[WHAT IS NEEDED]: Copy the records below without any change, from the first line through the line containing "(449, 411), (521, 456)", both included.

--- start ---

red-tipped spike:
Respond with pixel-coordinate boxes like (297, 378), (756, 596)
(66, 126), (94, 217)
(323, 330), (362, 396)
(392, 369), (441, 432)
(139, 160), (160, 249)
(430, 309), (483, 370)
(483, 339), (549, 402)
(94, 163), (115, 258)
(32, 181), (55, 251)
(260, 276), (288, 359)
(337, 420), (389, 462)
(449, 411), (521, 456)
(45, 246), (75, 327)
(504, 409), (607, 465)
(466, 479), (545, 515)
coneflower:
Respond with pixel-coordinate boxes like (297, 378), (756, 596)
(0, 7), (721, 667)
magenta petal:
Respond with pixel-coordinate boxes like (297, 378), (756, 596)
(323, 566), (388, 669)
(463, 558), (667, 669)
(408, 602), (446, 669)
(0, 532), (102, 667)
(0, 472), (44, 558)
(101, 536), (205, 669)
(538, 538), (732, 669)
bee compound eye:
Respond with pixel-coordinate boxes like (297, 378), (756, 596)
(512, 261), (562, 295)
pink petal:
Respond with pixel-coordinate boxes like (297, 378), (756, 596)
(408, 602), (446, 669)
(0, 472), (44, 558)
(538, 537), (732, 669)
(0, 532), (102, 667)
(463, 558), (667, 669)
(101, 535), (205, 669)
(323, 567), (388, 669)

--- end ---

[ANSWER FOR THIS EXERCISE]:
red-tipped spike:
Respond with pixel-coordinate boxes like (297, 378), (756, 596)
(66, 126), (94, 217)
(323, 330), (362, 396)
(392, 369), (441, 432)
(139, 160), (160, 249)
(430, 309), (483, 370)
(483, 339), (549, 402)
(94, 163), (115, 258)
(32, 181), (55, 251)
(260, 276), (288, 359)
(337, 420), (389, 462)
(449, 411), (521, 456)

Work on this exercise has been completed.